--- start SOURCE MATERIAL ---

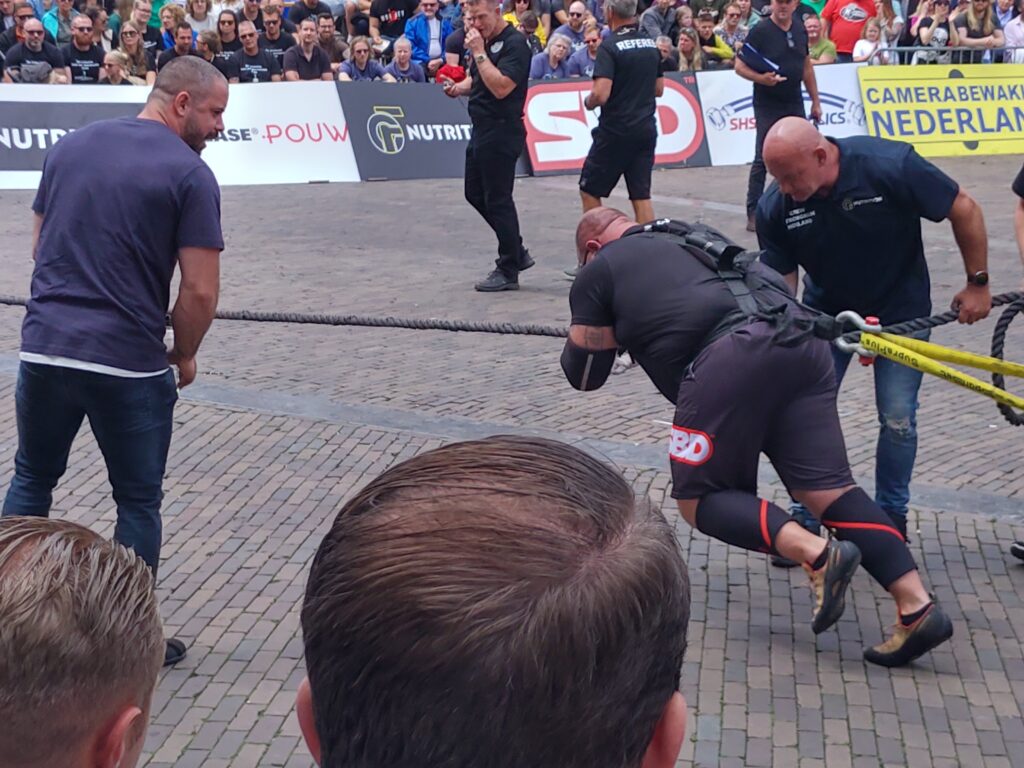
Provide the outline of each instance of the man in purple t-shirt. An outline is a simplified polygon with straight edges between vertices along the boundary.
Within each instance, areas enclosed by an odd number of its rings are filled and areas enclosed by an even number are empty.
[[[32,206],[36,264],[3,514],[49,515],[88,416],[117,502],[114,539],[154,575],[177,388],[196,378],[217,307],[220,188],[199,155],[224,129],[226,104],[227,81],[216,68],[199,56],[173,59],[137,118],[93,123],[50,150]],[[119,152],[102,151],[110,146]],[[181,284],[168,351],[175,266]],[[165,664],[184,654],[184,644],[168,638]]]

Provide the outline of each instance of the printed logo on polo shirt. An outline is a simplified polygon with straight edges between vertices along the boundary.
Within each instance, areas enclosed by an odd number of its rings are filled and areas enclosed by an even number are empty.
[[[715,444],[711,437],[698,429],[672,426],[669,437],[669,458],[696,467],[711,459]]]
[[[852,198],[844,198],[843,200],[843,210],[852,211],[855,208],[860,208],[861,206],[869,206],[876,203],[883,202],[881,195],[877,195],[873,198],[864,198],[863,200],[853,200]]]

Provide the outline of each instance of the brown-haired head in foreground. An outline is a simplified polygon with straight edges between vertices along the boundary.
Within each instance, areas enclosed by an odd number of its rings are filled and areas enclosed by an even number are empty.
[[[324,768],[636,768],[671,706],[685,723],[688,618],[673,530],[616,470],[540,438],[446,445],[321,544],[303,731]]]
[[[130,768],[163,660],[141,558],[73,522],[0,518],[0,766]]]

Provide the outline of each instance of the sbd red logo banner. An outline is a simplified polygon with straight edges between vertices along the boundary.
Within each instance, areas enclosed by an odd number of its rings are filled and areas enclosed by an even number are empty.
[[[531,85],[526,94],[526,148],[534,173],[573,171],[590,151],[597,115],[584,108],[590,80]],[[711,165],[696,78],[670,75],[657,99],[655,167]]]

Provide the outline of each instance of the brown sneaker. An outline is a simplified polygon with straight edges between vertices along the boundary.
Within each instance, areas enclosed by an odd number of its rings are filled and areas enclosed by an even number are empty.
[[[933,602],[925,615],[904,627],[896,620],[893,636],[873,648],[864,649],[864,659],[882,667],[903,667],[923,656],[953,636],[953,623],[946,612]]]
[[[860,565],[860,550],[853,542],[831,539],[827,559],[817,570],[804,563],[804,570],[811,580],[814,591],[814,617],[811,629],[820,635],[843,615],[846,608],[846,590]]]

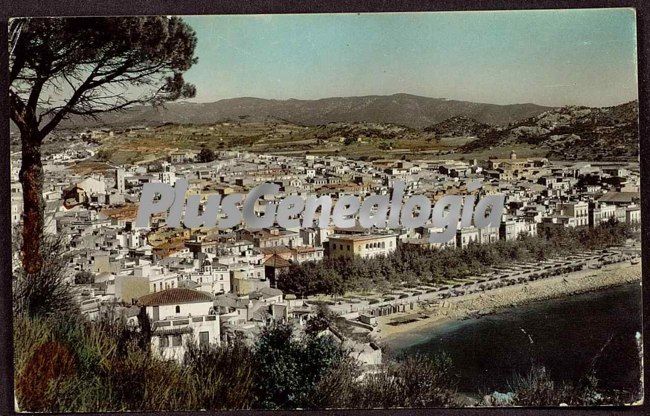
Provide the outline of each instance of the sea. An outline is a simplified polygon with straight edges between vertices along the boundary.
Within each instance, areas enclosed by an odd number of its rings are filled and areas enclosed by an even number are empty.
[[[400,334],[387,352],[447,354],[459,392],[469,395],[507,392],[513,376],[533,365],[558,382],[593,368],[600,387],[638,391],[641,330],[641,285],[634,283]]]

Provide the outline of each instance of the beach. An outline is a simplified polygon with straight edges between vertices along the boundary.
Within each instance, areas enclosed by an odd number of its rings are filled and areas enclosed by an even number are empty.
[[[372,332],[375,340],[389,341],[400,334],[442,325],[454,320],[471,319],[528,302],[570,296],[641,281],[641,263],[622,262],[601,269],[548,277],[532,282],[506,286],[441,300],[425,308],[394,313],[377,318]]]

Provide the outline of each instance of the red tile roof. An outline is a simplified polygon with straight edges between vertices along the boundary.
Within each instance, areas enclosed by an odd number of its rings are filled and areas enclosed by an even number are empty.
[[[138,299],[138,305],[174,305],[179,303],[211,302],[212,300],[212,295],[206,292],[184,288],[173,288],[144,295]]]

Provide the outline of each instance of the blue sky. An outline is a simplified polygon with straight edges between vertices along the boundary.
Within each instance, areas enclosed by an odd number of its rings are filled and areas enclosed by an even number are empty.
[[[632,9],[186,16],[193,101],[411,93],[497,104],[637,98]]]

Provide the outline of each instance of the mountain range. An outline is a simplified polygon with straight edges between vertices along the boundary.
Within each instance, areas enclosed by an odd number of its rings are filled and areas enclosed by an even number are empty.
[[[97,120],[73,117],[62,127],[209,124],[224,121],[290,122],[320,125],[331,122],[391,123],[423,128],[463,116],[493,126],[526,119],[551,107],[536,104],[497,105],[429,98],[411,94],[332,97],[319,100],[231,98],[211,103],[174,102],[164,107],[135,106],[106,113]]]

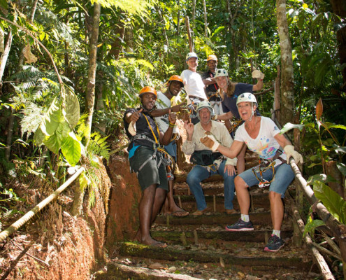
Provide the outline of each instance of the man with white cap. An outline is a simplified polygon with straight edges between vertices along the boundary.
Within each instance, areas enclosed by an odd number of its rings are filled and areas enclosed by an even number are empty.
[[[217,92],[219,85],[215,79],[215,71],[217,66],[217,57],[215,55],[210,55],[207,58],[208,71],[202,75],[203,82],[206,85],[205,91],[208,100],[217,115],[222,114],[222,106],[221,105],[221,97]]]
[[[196,106],[199,102],[208,100],[204,92],[204,83],[202,77],[197,73],[199,57],[196,52],[189,52],[186,55],[186,64],[189,69],[184,70],[180,74],[180,77],[182,78],[184,88],[189,97],[188,105],[191,104]],[[196,112],[192,108],[191,109],[192,111],[191,120],[194,124],[197,123],[199,120],[196,117]]]

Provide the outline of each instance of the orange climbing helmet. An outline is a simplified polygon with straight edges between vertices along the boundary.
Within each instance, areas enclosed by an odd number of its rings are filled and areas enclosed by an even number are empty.
[[[180,76],[178,76],[178,75],[173,75],[167,81],[167,86],[169,85],[169,84],[171,83],[171,82],[172,80],[176,80],[177,82],[180,82],[182,85],[182,87],[184,86],[184,82],[182,81],[182,79],[181,78],[181,77]]]
[[[217,62],[217,57],[216,57],[215,55],[210,55],[207,58],[207,62],[208,62],[209,60],[215,60]]]
[[[143,93],[152,93],[154,95],[155,95],[156,98],[157,98],[157,92],[156,90],[152,88],[147,85],[146,87],[144,87],[140,90],[138,94],[138,97],[140,97]]]

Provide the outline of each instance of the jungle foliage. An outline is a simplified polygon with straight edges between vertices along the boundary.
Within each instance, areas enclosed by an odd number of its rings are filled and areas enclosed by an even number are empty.
[[[0,211],[10,209],[10,198],[16,199],[3,187],[7,178],[34,174],[58,185],[69,167],[83,164],[83,157],[109,157],[106,139],[122,140],[123,112],[138,104],[138,90],[145,85],[164,90],[171,75],[185,69],[187,16],[200,57],[199,71],[205,71],[207,56],[215,54],[219,68],[228,69],[233,81],[253,83],[252,67],[265,74],[264,90],[277,76],[280,48],[273,0],[206,1],[207,36],[202,1],[196,1],[194,13],[188,0],[102,0],[92,143],[85,147],[94,2],[0,0],[0,195],[7,195],[0,200]],[[315,164],[318,157],[345,163],[338,150],[332,150],[336,143],[345,146],[345,131],[316,134],[314,112],[321,98],[326,126],[346,123],[345,65],[340,63],[336,40],[345,21],[327,0],[287,1],[287,10],[296,119],[310,128],[303,137],[303,153],[312,167],[308,173],[321,174],[323,165]],[[271,115],[273,102],[273,91],[259,97],[264,115]]]

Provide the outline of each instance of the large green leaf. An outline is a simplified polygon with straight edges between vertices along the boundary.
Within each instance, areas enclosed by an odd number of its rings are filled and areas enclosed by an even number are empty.
[[[310,235],[313,236],[314,230],[321,225],[324,225],[325,223],[321,220],[311,220],[305,225],[304,227],[304,232],[303,233],[303,237],[304,237],[308,232],[310,232]]]
[[[6,0],[0,0],[0,5],[5,9],[7,10],[8,8],[8,5],[7,4],[7,1]]]
[[[346,220],[346,203],[345,200],[328,186],[322,182],[314,182],[314,192],[328,211],[340,223]]]
[[[64,119],[62,119],[62,122],[59,123],[55,132],[52,135],[47,136],[43,140],[43,144],[52,152],[58,153],[70,131],[69,124]]]
[[[71,165],[75,166],[79,162],[81,150],[80,142],[77,139],[73,132],[71,132],[62,144],[62,154]]]
[[[62,111],[60,108],[60,102],[55,97],[34,135],[34,141],[37,146],[41,145],[45,137],[51,136],[55,132],[62,118]]]
[[[341,162],[337,162],[336,167],[343,174],[343,176],[346,176],[346,165]]]
[[[73,130],[78,123],[80,118],[80,108],[78,99],[71,90],[66,92],[66,118]]]

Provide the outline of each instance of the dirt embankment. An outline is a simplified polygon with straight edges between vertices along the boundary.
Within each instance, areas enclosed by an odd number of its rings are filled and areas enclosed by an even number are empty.
[[[116,168],[120,173],[124,169],[121,164]],[[117,178],[114,170],[113,174]],[[92,272],[106,259],[106,223],[111,186],[112,195],[117,197],[117,204],[110,204],[110,207],[113,217],[111,220],[118,229],[114,234],[124,232],[123,223],[130,225],[133,220],[134,224],[135,217],[122,211],[132,203],[124,182],[124,189],[117,188],[117,185],[122,186],[120,183],[111,185],[103,164],[90,167],[88,174],[96,184],[85,190],[82,216],[73,217],[71,214],[73,198],[73,186],[71,186],[57,201],[0,244],[0,279],[90,279]],[[24,180],[8,182],[15,193],[24,199],[15,206],[23,214],[55,190],[49,180],[36,177],[27,179],[27,184]],[[119,181],[122,181],[120,178]],[[22,216],[6,221],[1,230]],[[118,217],[124,222],[117,222]]]

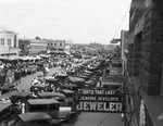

--- end SOURCE MATERIAL ---

### REQUIREMENT:
Revise the entries from the line containing "Provide the outline of each instance of the brown-haired" through the line containing "[[[130,768],[163,660],[141,558],[73,522],[0,518],[0,766]]]", changing "brown-haired" to "dark-haired" and leaving the rest untouched. Return only those lines.

### COMPLETE OUTPUT:
Provide the outline of each instance of the dark-haired head in foreground. An outline is a simplified polygon with straight edges between vertices along the boundary.
Within each instance, areas enclosed by an odd number of its rings are filled and areas enclosed by an even number are empty.
[[[324,768],[636,768],[671,706],[685,723],[688,618],[673,530],[616,470],[540,438],[446,445],[321,544],[303,731]]]
[[[130,768],[163,660],[141,558],[73,522],[0,518],[0,766]]]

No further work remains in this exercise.